**The task**: Copy each line of the data below in which the word "target" can be found.
^^^^
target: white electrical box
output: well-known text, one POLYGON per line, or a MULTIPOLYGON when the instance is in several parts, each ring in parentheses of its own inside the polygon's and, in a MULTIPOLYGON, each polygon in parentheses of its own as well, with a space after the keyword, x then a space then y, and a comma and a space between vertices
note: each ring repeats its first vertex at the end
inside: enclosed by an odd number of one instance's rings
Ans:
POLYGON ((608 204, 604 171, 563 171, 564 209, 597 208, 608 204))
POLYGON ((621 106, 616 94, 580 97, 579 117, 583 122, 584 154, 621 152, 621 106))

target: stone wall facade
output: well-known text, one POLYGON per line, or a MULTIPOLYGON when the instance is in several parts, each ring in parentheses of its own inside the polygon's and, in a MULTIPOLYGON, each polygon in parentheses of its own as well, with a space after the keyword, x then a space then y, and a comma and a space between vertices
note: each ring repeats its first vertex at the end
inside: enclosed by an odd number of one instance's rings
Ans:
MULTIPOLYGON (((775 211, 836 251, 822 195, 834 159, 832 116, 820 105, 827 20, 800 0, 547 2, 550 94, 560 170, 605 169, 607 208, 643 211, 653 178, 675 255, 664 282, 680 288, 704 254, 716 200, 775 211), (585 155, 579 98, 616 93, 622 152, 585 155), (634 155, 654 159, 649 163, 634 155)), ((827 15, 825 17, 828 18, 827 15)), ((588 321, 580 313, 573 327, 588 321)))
^^^^
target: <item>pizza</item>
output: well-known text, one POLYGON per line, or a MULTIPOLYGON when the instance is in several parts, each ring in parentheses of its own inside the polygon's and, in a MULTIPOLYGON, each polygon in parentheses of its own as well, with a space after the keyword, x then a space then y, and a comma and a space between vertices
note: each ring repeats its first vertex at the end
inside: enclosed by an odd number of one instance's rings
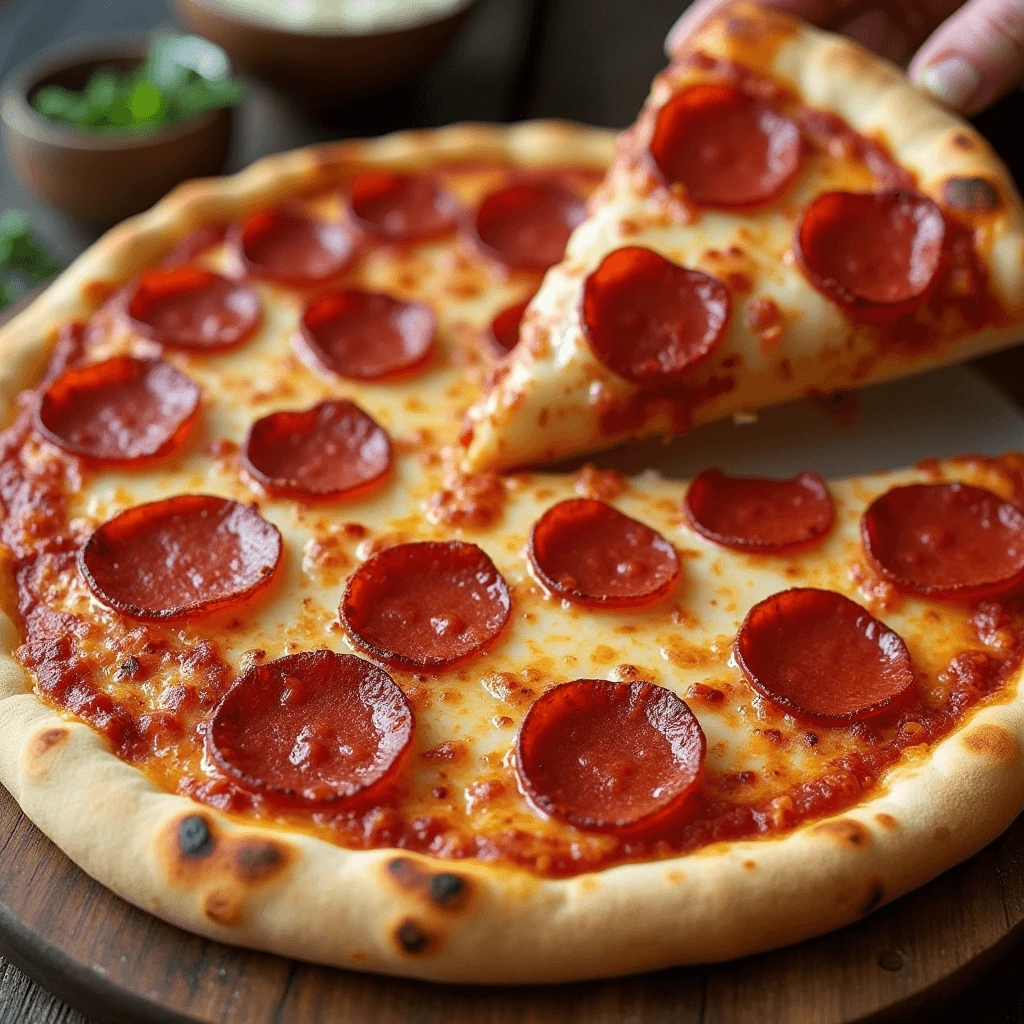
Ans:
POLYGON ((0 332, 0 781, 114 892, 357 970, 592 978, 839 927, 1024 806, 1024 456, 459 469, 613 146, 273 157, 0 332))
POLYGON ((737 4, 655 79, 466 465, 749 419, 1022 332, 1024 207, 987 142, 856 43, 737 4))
^^^^
**Your response**:
target: white electrical box
target: stone wall facade
target: <item>pizza</item>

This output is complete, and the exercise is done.